[Data entries]
^^^^
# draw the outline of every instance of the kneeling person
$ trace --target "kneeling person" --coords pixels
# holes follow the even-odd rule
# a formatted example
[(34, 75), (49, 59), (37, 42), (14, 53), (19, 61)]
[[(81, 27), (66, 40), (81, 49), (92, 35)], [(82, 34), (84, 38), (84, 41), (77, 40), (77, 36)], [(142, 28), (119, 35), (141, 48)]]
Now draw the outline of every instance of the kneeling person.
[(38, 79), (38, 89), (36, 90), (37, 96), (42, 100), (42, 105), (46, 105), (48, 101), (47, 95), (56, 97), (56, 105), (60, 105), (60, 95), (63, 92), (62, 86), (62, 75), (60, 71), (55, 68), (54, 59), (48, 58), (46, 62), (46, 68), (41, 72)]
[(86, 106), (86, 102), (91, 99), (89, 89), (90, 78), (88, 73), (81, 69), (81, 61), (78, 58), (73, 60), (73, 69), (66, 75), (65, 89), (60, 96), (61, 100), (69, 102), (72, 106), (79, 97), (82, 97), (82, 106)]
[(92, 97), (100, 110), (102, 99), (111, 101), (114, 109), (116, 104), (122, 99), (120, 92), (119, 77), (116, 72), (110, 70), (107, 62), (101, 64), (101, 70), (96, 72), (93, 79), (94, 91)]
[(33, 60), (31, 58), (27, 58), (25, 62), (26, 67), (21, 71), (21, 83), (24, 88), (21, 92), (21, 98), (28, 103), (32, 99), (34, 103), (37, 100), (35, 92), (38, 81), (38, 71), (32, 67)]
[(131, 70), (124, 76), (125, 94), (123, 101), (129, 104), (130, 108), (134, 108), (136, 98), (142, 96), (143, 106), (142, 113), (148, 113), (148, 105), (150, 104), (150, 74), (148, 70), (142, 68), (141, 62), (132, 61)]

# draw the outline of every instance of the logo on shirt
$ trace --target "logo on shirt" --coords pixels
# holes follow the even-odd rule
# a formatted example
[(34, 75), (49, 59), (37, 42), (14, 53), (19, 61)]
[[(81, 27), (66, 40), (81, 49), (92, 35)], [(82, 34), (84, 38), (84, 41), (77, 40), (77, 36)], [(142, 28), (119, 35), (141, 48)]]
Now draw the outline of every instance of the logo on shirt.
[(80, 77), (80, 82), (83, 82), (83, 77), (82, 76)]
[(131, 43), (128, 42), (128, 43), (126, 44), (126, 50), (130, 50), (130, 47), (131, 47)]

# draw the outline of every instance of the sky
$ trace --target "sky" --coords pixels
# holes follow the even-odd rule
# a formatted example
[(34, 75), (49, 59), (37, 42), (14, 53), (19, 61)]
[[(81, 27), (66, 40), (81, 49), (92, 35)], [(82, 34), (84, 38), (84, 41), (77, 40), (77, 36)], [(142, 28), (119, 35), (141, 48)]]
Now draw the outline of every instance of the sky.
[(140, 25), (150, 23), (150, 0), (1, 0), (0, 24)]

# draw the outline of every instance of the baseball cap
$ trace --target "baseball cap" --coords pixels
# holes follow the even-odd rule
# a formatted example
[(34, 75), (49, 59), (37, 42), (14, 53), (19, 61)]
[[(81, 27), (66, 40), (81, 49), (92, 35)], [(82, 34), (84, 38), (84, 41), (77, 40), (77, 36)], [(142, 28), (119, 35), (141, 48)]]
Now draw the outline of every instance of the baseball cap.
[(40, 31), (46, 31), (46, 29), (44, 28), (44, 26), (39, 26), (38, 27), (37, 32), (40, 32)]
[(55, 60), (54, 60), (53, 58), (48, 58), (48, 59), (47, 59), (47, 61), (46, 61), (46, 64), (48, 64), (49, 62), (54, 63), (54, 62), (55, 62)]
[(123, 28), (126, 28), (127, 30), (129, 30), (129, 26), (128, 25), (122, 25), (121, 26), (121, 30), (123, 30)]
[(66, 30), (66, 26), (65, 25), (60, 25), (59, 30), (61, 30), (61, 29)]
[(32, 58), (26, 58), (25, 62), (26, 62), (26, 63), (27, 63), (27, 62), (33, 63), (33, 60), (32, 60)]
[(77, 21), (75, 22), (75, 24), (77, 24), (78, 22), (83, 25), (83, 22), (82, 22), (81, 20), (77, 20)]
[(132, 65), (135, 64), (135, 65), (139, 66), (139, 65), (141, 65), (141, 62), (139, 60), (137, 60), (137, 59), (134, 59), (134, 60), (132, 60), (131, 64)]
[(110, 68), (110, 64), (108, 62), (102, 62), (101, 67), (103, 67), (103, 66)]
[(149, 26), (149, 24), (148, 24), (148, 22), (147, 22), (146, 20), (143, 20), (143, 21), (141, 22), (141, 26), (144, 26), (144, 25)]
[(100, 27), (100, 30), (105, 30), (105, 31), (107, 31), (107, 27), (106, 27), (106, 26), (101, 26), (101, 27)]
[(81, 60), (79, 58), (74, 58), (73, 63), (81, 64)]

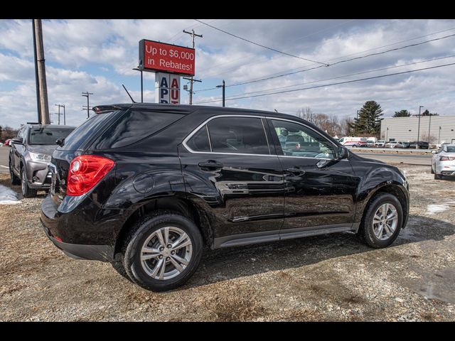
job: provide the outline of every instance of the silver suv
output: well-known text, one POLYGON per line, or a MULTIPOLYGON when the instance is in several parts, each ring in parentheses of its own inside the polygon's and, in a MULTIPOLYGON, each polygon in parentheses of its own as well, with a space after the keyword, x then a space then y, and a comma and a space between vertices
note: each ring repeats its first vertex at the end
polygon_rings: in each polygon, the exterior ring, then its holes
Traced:
POLYGON ((74 126, 23 124, 11 140, 9 151, 9 174, 13 185, 21 185, 25 197, 36 195, 38 190, 48 190, 50 177, 48 164, 62 141, 74 126))

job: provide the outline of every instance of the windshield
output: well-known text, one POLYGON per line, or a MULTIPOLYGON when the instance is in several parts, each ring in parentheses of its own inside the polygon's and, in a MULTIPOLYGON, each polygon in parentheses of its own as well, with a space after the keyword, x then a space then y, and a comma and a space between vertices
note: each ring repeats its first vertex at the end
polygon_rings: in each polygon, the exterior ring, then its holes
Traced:
POLYGON ((58 139, 63 139, 73 131, 73 128, 33 128, 30 129, 28 144, 55 144, 58 139))

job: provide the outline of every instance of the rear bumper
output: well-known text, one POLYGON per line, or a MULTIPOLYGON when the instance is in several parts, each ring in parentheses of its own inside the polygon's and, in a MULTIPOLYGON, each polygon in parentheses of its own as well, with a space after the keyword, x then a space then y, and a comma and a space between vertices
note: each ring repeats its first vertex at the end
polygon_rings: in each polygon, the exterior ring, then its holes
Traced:
POLYGON ((41 221, 46 235, 55 247, 67 256, 77 259, 88 259, 101 261, 113 261, 114 247, 112 245, 92 245, 65 243, 60 239, 60 232, 63 229, 70 229, 62 219, 63 213, 57 211, 57 207, 50 196, 47 196, 41 204, 41 221), (64 227, 61 225, 64 224, 64 227))
POLYGON ((112 248, 109 245, 82 245, 80 244, 68 244, 55 239, 48 228, 41 220, 41 224, 48 238, 68 256, 75 259, 92 261, 112 261, 112 248))

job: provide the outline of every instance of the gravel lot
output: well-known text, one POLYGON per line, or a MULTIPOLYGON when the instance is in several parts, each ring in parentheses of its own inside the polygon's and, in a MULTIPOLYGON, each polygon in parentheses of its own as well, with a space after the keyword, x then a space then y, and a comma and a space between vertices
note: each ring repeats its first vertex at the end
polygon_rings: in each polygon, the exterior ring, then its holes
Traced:
POLYGON ((455 181, 400 168, 410 217, 391 247, 345 233, 217 250, 161 293, 56 249, 39 222, 43 192, 0 205, 0 320, 454 320, 455 181))

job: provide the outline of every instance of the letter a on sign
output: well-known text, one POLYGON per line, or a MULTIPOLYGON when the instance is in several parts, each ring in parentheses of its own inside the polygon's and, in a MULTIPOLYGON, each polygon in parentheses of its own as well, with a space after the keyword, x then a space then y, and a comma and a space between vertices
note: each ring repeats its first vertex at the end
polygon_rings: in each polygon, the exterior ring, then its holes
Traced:
POLYGON ((155 102, 180 104, 180 76, 171 73, 155 73, 155 102))

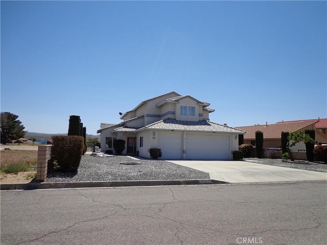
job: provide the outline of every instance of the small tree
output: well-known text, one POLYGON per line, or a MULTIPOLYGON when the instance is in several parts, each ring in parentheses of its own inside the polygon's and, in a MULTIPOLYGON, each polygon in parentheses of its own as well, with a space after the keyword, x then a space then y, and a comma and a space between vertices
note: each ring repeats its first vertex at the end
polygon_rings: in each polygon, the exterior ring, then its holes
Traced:
POLYGON ((305 144, 307 143, 314 143, 315 141, 308 134, 304 133, 302 131, 291 132, 288 136, 289 145, 287 147, 288 153, 290 154, 291 160, 294 161, 294 159, 292 155, 292 152, 290 150, 290 148, 294 146, 299 142, 303 141, 305 144), (292 143, 290 143, 292 141, 292 143))
POLYGON ((32 137, 31 138, 29 138, 29 140, 31 140, 33 142, 35 142, 35 140, 36 140, 36 139, 34 137, 32 137))
POLYGON ((288 136, 288 140, 291 143, 289 147, 292 147, 295 145, 299 142, 303 141, 305 143, 314 143, 315 141, 308 134, 304 133, 303 131, 295 131, 291 132, 288 136))
POLYGON ((288 136, 289 135, 290 133, 288 132, 282 132, 282 151, 283 154, 287 152, 287 144, 288 143, 288 136))
POLYGON ((261 131, 255 132, 255 151, 256 156, 261 158, 264 144, 264 133, 261 131))
POLYGON ((86 138, 86 143, 97 144, 100 142, 100 141, 98 138, 90 138, 89 137, 86 138))
POLYGON ((17 139, 25 136, 27 131, 21 122, 17 120, 18 116, 10 112, 1 112, 0 123, 1 128, 1 143, 6 144, 6 140, 9 138, 17 139))

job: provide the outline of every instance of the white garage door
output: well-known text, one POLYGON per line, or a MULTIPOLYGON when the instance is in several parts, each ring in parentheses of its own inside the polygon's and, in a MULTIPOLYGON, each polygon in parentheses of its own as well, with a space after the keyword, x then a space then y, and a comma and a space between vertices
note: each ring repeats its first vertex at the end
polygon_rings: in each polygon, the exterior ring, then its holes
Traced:
POLYGON ((182 135, 178 133, 159 133, 158 148, 161 149, 163 159, 180 159, 182 158, 182 135))
POLYGON ((228 135, 186 134, 186 158, 230 159, 228 135))

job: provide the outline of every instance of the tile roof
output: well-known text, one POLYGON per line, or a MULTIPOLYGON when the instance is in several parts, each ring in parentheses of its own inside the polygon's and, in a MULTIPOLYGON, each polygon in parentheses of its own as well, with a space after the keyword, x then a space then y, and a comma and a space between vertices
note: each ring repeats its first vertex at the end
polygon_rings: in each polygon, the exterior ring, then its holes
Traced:
POLYGON ((212 121, 201 120, 198 121, 179 121, 167 118, 160 120, 137 130, 157 129, 161 130, 177 130, 183 131, 216 132, 221 133, 236 133, 244 134, 244 131, 212 121))
POLYGON ((120 127, 114 129, 113 131, 114 132, 134 132, 139 128, 136 128, 133 127, 120 127))
POLYGON ((266 138, 281 138, 282 132, 294 132, 302 130, 305 128, 315 124, 318 120, 307 120, 299 121, 278 122, 268 124, 267 126, 255 125, 254 126, 237 127, 237 129, 246 131, 245 139, 255 139, 255 131, 260 131, 266 138))
POLYGON ((316 128, 327 128, 327 118, 320 119, 316 124, 316 128))

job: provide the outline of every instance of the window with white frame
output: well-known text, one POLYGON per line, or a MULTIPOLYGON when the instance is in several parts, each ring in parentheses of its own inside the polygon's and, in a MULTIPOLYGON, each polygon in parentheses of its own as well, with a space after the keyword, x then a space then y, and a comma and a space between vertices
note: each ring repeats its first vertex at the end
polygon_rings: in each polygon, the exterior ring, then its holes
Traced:
POLYGON ((106 137, 106 148, 113 148, 113 140, 116 139, 116 137, 106 137))
POLYGON ((195 107, 191 106, 180 106, 181 116, 195 116, 195 107))

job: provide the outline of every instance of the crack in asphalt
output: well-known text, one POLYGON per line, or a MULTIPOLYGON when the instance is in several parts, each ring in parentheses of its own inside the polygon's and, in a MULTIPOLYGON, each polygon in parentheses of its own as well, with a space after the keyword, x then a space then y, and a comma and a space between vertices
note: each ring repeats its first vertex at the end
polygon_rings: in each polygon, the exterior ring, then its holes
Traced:
POLYGON ((77 222, 76 223, 74 223, 73 225, 68 226, 67 227, 64 228, 64 229, 62 229, 61 230, 59 230, 59 231, 51 231, 50 232, 48 232, 48 233, 44 234, 44 235, 42 235, 42 236, 40 236, 39 237, 37 237, 36 238, 30 239, 30 240, 27 240, 27 241, 22 241, 22 242, 19 242, 18 243, 16 243, 14 245, 19 245, 20 244, 24 244, 24 243, 26 243, 27 242, 33 242, 33 241, 37 241, 38 240, 39 240, 40 239, 42 238, 43 237, 45 237, 45 236, 48 236, 49 235, 50 235, 50 234, 52 234, 58 233, 61 232, 62 231, 68 230, 68 229, 71 228, 72 227, 73 227, 74 226, 76 226, 77 225, 79 225, 80 224, 82 224, 82 223, 85 223, 85 222, 89 222, 90 221, 97 220, 98 220, 98 219, 102 219, 103 218, 107 218, 108 217, 109 217, 110 216, 112 216, 112 215, 115 214, 116 213, 117 213, 119 211, 118 211, 117 212, 114 212, 113 213, 111 213, 111 214, 110 214, 109 215, 108 215, 104 216, 103 217, 99 217, 98 218, 91 218, 91 219, 85 219, 85 220, 84 220, 80 221, 79 222, 77 222))

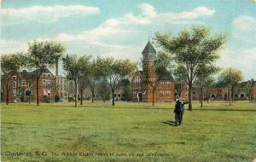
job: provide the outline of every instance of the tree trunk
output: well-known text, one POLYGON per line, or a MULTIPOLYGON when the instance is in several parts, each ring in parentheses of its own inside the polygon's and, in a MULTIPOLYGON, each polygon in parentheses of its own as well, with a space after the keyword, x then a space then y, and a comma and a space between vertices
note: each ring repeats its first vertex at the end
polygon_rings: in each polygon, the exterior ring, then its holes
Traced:
POLYGON ((202 107, 202 101, 203 101, 202 91, 203 91, 203 87, 201 87, 201 107, 202 107))
POLYGON ((154 106, 154 88, 153 88, 153 95, 152 95, 152 107, 154 106))
POLYGON ((6 105, 9 104, 9 89, 8 86, 6 88, 6 105))
POLYGON ((189 84, 189 110, 192 111, 192 83, 189 84))
POLYGON ((75 82, 75 107, 78 107, 78 83, 75 82))
POLYGON ((92 90, 92 91, 91 91, 91 103, 93 103, 94 102, 94 89, 92 90))
POLYGON ((55 77, 59 73, 59 58, 55 59, 55 77))
POLYGON ((28 104, 30 104, 30 94, 28 95, 28 104))
POLYGON ((230 106, 231 106, 231 100, 232 100, 232 90, 231 86, 230 86, 230 106))
POLYGON ((80 95, 80 96, 81 96, 81 99, 80 99, 80 105, 83 105, 83 89, 81 89, 80 90, 80 93, 81 93, 81 95, 80 95))
POLYGON ((40 77, 38 77, 37 78, 37 105, 39 106, 39 78, 40 77))
POLYGON ((111 90, 112 91, 112 106, 114 106, 114 90, 111 90))

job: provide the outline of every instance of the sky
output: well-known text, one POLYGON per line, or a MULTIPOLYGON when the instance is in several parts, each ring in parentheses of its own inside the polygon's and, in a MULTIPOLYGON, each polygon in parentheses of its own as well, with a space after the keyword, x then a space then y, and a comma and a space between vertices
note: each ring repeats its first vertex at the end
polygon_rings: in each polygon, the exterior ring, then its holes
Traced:
POLYGON ((203 25, 228 35, 217 65, 256 79, 256 0, 2 0, 0 13, 0 55, 55 40, 70 55, 140 61, 156 32, 203 25))

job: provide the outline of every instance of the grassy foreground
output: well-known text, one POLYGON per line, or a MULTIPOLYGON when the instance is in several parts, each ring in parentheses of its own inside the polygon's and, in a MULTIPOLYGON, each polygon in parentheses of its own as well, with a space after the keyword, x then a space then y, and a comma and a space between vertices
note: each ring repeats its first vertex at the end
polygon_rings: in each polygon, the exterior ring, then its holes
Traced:
POLYGON ((1 104, 1 161, 253 161, 256 103, 1 104), (187 106, 186 106, 187 108, 187 106), (20 154, 15 154, 15 153, 20 154))

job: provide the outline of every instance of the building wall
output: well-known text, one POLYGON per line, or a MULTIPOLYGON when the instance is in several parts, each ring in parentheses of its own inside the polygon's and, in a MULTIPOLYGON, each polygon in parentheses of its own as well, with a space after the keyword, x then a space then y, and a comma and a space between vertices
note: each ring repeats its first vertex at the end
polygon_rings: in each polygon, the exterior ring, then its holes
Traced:
MULTIPOLYGON (((48 71, 48 70, 47 70, 48 71)), ((3 81, 4 85, 6 81, 3 81)), ((21 78, 20 73, 13 75, 9 84, 11 84, 10 90, 9 91, 9 101, 18 102, 18 101, 28 101, 28 95, 26 95, 26 90, 29 89, 29 84, 32 82, 32 96, 31 101, 36 101, 37 100, 37 81, 36 79, 30 80, 27 78, 21 78)), ((55 76, 48 71, 44 72, 39 78, 38 83, 38 96, 39 101, 42 100, 43 96, 49 96, 50 100, 54 101, 55 92, 53 88, 55 86, 55 76)), ((4 87, 4 86, 3 86, 4 87)), ((6 101, 7 91, 6 89, 3 90, 4 101, 6 101)))

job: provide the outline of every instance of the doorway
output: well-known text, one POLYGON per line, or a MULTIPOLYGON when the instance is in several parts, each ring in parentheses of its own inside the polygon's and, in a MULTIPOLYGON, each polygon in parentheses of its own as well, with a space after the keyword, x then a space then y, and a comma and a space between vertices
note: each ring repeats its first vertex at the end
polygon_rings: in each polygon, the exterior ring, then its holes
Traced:
POLYGON ((138 101, 143 101, 143 93, 142 92, 137 93, 137 97, 138 97, 138 101))

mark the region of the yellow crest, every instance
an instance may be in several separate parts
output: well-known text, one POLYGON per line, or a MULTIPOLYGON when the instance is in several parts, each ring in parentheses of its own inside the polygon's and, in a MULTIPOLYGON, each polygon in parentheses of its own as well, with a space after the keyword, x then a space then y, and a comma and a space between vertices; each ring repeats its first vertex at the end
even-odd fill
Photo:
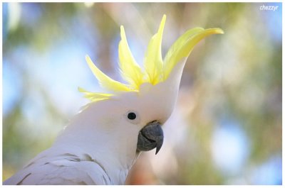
^^^^
### Task details
Reproduce verbatim the lines of the entries, starting with the line that contains "job: provide the outline of every instance of the building" and continuing through the line that contains "MULTIPOLYGON (((48 71, 48".

### Expected output
job: provide the outline of every instance of the building wall
output: well-known text, one POLYGON per line, or a MULTIPOLYGON when the instance is in several parts, each ring in parentheses of its own inside the polygon's and, in a MULTIPOLYGON, each polygon in parentheses of its own as well, with a space after the keyword, x then a space then y, and a comma and a space between vertices
note: each ring repeats its first vertex at the end
polygon_rings: in each polygon, the exterior ring, then its holes
Traced:
MULTIPOLYGON (((48 71, 48 70, 47 70, 48 71)), ((3 81, 4 85, 6 81, 3 81)), ((21 78, 20 73, 13 75, 9 84, 11 84, 10 90, 9 91, 9 101, 18 102, 18 101, 28 101, 28 95, 26 95, 26 90, 29 89, 29 84, 32 82, 32 96, 31 101, 36 101, 37 100, 37 81, 36 79, 30 80, 27 78, 21 78)), ((55 76, 48 71, 44 72, 39 78, 38 83, 38 96, 39 101, 42 100, 43 96, 49 96, 50 100, 54 101, 55 92, 53 88, 55 86, 55 76)), ((4 87, 4 86, 3 86, 4 87)), ((6 101, 7 91, 6 89, 3 90, 4 101, 6 101)))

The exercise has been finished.